**Exercise aim**
Return every line in the rows below that contains the string "painted", copied without changes.

**Dataset rows**
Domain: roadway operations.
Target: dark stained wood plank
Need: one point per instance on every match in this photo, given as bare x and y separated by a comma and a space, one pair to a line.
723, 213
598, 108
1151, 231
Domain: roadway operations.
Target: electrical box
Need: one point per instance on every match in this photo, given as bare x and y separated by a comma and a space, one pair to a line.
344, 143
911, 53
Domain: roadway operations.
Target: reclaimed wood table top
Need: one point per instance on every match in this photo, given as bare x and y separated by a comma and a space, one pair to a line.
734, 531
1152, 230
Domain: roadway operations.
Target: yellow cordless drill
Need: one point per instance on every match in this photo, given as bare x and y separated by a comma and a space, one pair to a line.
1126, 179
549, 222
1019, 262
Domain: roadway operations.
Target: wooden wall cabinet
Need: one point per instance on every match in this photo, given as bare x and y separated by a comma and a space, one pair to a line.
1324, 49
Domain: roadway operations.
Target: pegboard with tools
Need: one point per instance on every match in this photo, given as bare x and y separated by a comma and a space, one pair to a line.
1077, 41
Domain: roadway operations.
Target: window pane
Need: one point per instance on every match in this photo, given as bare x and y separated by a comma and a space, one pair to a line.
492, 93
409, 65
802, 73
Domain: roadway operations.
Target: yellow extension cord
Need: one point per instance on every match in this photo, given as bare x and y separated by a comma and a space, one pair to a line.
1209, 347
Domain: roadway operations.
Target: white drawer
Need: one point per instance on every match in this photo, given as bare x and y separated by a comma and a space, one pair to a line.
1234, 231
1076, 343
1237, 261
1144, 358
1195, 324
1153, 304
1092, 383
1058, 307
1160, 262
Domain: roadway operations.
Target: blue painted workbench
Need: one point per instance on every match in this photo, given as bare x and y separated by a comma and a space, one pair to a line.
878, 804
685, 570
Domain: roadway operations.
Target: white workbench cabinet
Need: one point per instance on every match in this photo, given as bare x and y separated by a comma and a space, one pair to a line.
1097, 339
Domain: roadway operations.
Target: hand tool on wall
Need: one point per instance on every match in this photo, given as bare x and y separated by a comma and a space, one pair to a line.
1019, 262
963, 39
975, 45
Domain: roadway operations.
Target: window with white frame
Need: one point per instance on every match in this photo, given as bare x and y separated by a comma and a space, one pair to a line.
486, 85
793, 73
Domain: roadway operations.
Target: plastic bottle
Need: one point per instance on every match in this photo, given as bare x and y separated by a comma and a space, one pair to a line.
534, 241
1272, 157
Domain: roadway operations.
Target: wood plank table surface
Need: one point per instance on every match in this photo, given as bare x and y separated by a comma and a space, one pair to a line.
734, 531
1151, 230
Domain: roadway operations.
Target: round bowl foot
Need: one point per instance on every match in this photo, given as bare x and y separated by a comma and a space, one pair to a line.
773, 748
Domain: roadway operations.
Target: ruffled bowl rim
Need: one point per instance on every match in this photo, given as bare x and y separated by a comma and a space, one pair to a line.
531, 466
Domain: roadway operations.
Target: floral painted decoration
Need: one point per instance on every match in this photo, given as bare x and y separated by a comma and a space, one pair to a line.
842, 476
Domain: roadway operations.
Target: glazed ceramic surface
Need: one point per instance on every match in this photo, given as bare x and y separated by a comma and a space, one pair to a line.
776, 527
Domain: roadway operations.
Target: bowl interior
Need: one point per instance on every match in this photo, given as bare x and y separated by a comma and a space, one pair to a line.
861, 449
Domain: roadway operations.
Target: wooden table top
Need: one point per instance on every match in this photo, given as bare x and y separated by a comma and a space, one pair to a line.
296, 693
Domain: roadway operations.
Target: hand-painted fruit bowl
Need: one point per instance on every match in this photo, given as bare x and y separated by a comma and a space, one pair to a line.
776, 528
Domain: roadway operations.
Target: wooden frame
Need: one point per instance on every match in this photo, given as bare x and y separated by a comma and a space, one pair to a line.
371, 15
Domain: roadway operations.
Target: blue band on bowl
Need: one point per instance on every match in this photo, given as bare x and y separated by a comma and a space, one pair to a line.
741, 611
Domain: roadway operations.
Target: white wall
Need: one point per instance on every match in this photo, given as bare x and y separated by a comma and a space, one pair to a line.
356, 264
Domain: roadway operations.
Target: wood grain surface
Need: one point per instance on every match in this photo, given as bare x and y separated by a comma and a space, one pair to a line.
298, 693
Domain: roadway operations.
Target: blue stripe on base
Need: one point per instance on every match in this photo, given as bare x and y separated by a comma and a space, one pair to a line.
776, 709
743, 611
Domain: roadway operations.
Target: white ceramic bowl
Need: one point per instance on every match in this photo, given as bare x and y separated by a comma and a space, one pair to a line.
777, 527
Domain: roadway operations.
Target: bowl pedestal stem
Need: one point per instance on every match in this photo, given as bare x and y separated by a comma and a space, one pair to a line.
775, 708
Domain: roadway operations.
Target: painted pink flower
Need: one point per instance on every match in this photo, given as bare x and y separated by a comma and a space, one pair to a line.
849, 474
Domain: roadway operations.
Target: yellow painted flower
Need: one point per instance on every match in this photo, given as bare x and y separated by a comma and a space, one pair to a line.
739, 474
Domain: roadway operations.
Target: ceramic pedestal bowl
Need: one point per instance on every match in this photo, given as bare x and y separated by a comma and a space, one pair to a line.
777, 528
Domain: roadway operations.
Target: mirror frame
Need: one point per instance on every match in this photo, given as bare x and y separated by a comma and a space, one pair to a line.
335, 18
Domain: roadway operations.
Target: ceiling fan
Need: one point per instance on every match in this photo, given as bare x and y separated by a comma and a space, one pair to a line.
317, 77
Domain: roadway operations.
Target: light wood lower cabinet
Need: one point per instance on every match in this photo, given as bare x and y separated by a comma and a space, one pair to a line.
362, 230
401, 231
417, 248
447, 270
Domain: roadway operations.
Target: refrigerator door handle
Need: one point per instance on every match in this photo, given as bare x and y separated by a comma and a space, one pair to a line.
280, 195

**Expected answer**
Target: blue painted workbench
Target: floral painted decoration
Target: hand-painted fruit bowl
Target: painted pink flower
Target: yellow painted flower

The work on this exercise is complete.